* Text shown
[start]
# how do i become a linesman in canada?



## oldtimer

You definetely have to go to school to learn to be a lineman. You cannot learn by mail.

Try to get in touch with a company that does linework,and they will put in touch with the proper linemans schools. It is not easy!!


----------



## Toronto Sparky

Or the Union.. (416)510-3530 (Toronto)


----------



## mxz-man

am i wasting my time trying to apprentice right out of high school? I researced it and you only need to have completed high school. do they only hire people who have taken the college course?


----------



## oldtimer

Check with: servicecanada.gc.ca


----------



## Lz_69

Apply on your provincial hydro site, if it's any thing like BC they do their own in house training. 

https://www.selfmgmt.com/clients/hydroone/default.asp?page=powerline


----------



## Brother-Mario

I'm not sure about Ontario, but I was doing a job search in AB a few months back and they were accepting guys with just highschool and they were willing to train. I also suggest checking out the union, and possibly the military sector


----------



## Brother-Mario

this might be some motivation  http://www.youtube.com/watch?v=FrgUZNCkfFI


----------



## Toronto Sparky

http://www.ibew353.org/index.php?op...&id=117:line-sector-info&catid=56:line-sector


----------



## Toronto Sparky

http://www.ibew353.org/index.php?op...&id=117:line-sector-info&catid=56:line-sector


----------



## CheapCharlie

Check out Manitoba Hyrdo's Youtube channel. They have information on there about their lineman program.


----------



## jza

mxz-man said:


> am i wasting my time trying to apprentice right out of high school? I researced it and you only need to have completed high school. do they only hire people who have taken the college course?


Forget all these IBEW morons telling you to go union. Half of the halls have a two year or more waiting list for new apprentices.


----------



## The_Modifier

They didn't even notice that the post was from last June lol.:thumbsup:


----------
[end]
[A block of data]
[start]
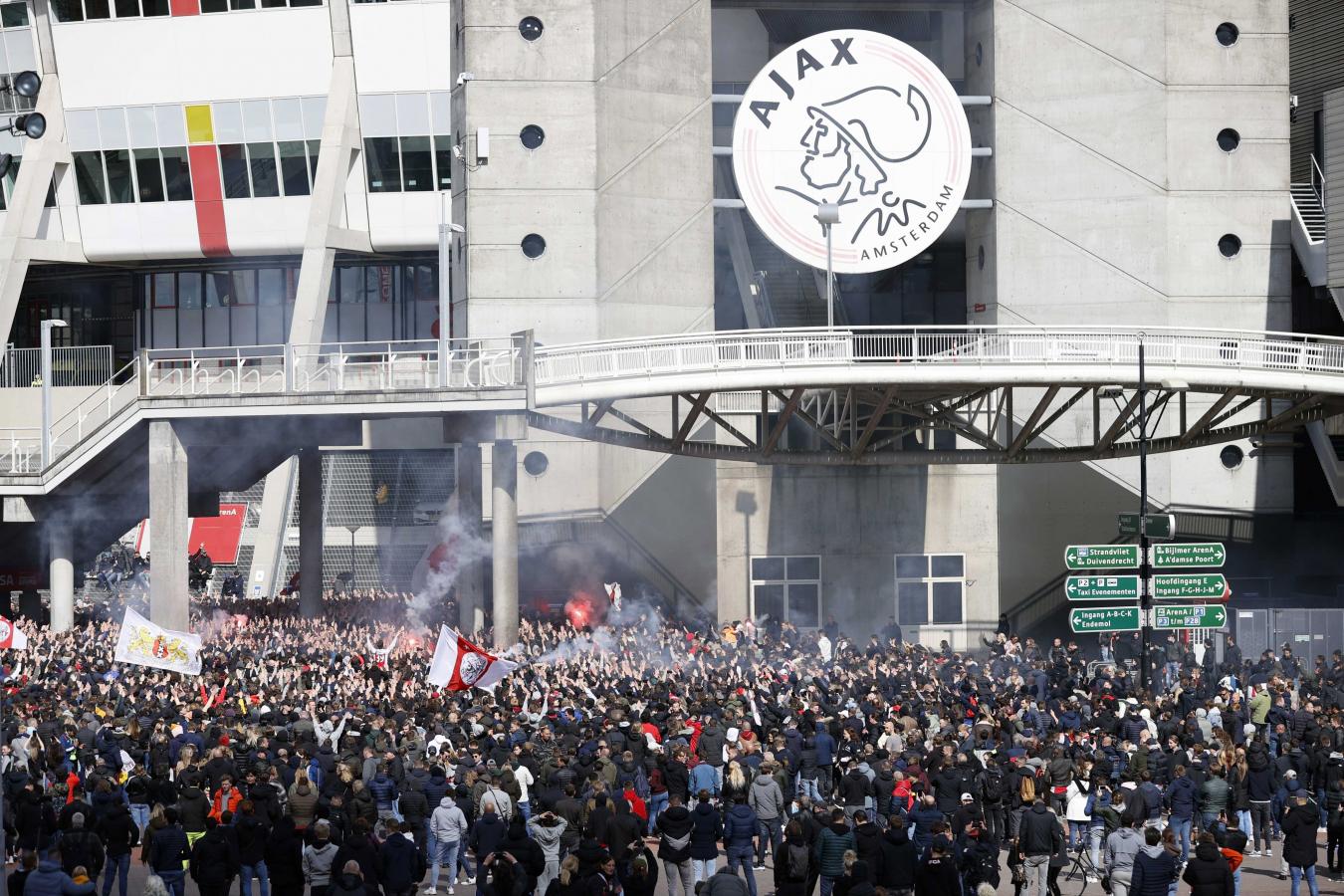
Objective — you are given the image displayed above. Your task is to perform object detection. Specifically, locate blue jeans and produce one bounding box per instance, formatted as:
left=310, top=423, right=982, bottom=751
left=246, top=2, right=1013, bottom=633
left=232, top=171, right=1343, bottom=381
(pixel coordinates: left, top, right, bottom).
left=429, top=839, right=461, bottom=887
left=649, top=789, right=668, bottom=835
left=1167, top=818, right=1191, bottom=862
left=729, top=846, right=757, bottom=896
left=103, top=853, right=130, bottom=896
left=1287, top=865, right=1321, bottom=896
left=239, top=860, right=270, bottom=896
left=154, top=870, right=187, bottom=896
[end]
[start]
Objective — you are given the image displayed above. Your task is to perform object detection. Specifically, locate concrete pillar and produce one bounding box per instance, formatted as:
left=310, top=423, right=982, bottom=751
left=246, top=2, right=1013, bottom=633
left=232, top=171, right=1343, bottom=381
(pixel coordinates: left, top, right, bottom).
[end]
* What is needed
Reproduce the stretch of the thread on becoming a lineman in Canada from "Try to get in" through "Union.. (416)510-3530 (Toronto)".

* Exercise answer
Try to get in touch with a company that does linework,and they will put in touch with the proper linemans schools. It is not easy!!


----------



## Toronto Sparky

Or the Union.. (416)510-3530 (Toronto)